• PROVIDED PASSAGE:
____

Kenny Williams shuts down rumor connecting free agent Yasiel Puig to White Sox

You can put to bed the rumors about free agent outfielder Yasiel Puig possibly signing with the White Sox. It’s not happening.

The two sides did get together during the MLB Winter Meetings in December. Kenny Williams, Rick Hahn and Rick Renteria met with Puig for about 90 minutes to discuss the possibility of the 29-year-old joining the White Sox as their everyday right fielder.

But instead, the White Sox chose to take a different route. That same week, they acquired Nomar Mazara from the Texas Rangers for minor league outfielder Steele Walker, ending any chance of Puig coming to the South Side.

“After our meeting we came away big Yasiel Puig fans, but he wasn’t the right fit for us then and he isn’t right now,” Williams said.

With spring training games starting this weekend and the regular season a little over a month away, fellow Cuban Jose Abreu says he’s surprised the flashy 29-year-old outfielder remains a free agent.

____

• RECORD EXTRACTS:
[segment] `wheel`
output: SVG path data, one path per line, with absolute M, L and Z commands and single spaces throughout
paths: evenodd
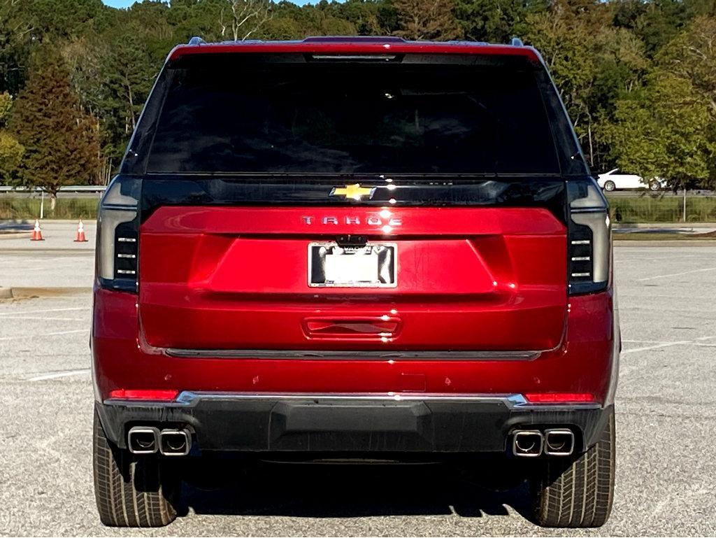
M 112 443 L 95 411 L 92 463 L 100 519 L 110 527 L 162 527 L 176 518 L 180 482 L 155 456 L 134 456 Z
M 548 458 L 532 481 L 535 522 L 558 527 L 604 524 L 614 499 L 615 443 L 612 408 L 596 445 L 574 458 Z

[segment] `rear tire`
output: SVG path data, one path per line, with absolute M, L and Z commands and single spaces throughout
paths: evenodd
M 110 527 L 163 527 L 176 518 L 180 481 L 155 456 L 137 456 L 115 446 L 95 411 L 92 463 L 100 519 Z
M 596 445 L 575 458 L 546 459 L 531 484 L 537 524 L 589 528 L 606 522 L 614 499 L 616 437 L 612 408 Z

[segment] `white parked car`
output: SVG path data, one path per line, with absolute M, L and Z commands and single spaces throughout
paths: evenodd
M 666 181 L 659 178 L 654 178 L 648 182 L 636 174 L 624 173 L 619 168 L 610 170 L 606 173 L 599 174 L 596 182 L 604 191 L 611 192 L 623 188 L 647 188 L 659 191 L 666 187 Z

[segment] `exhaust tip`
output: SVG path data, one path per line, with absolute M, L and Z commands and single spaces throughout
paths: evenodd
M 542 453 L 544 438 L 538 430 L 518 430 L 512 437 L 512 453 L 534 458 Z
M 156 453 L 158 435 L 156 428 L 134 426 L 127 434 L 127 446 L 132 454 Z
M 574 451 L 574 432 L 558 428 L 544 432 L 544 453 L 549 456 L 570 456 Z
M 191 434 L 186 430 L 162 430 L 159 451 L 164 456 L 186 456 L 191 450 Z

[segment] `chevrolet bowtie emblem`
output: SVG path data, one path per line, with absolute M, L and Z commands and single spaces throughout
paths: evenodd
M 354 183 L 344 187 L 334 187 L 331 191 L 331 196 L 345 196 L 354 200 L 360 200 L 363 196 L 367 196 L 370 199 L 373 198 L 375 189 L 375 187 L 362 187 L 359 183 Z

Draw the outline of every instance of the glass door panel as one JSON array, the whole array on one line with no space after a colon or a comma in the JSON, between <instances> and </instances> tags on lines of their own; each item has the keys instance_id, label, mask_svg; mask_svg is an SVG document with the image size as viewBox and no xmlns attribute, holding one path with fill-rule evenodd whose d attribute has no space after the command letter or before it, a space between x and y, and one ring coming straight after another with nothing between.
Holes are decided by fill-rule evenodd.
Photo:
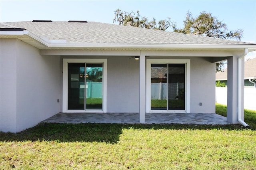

____

• SET PROBLEM 1: According to the article about Yasiel Puig and the White Sox, how long did Kenny Williams, Rick Hahn and Rick Renteria meet with Puig?
• SET PROBLEM 2: Write a continuation of the article on Yasiel Puig and the White Sox, picking up right after its final sentence.
The material after this article has nothing to do with it.

• RESULT 1: About 90 minutes.

• RESULT 2:
“Yes, I am (surprised). That’s one of those things that happen that you don’t understand. A guy with his talent. He’s still so young,” Abreu said through a translator. “He doesn’t have a team yet. It’s a surprise. I’m confident he’s going to find something this year.”

Even with Puig’s talent, Abreu looks around the White Sox clubhouse and agrees with the decision by the White Sox not to sign the former All-Star who hit .267/.327/.458 with the Reds and Indians last season.

“I don’t think he would be a good fit here. Don’t get me wrong. He has a lot of talent but we’re full," Abreu said. "Our outfield is looking great with Nomar (Mazara), Eloy (Jimenez) and (Luis) Robert. There’s no reason for us to make more moves in that area of our team. He’s someone who would fit in with any major league ball club because he has the talent to help any of those teams.”

What about possibly platooning Puig with Mazara in right field? On paper, that might sound like a good plan, although Puig has traditionally hit better against righties than lefties in his career. But a larger issue could be the timeshare. The idea of Puig, nicknamed “Wild Horse,” being forced to the stable for half the season could spell problems not only for him, but the chemistry inside the clubhouse.

“It would be difficult, especially for him being an everyday player,” Abreu said about Puig being a platoon player.  “When you have to make that decision, it’s not easy.”

So, where will Puig end up?  No one knows for sure but it won’t be with the White Sox.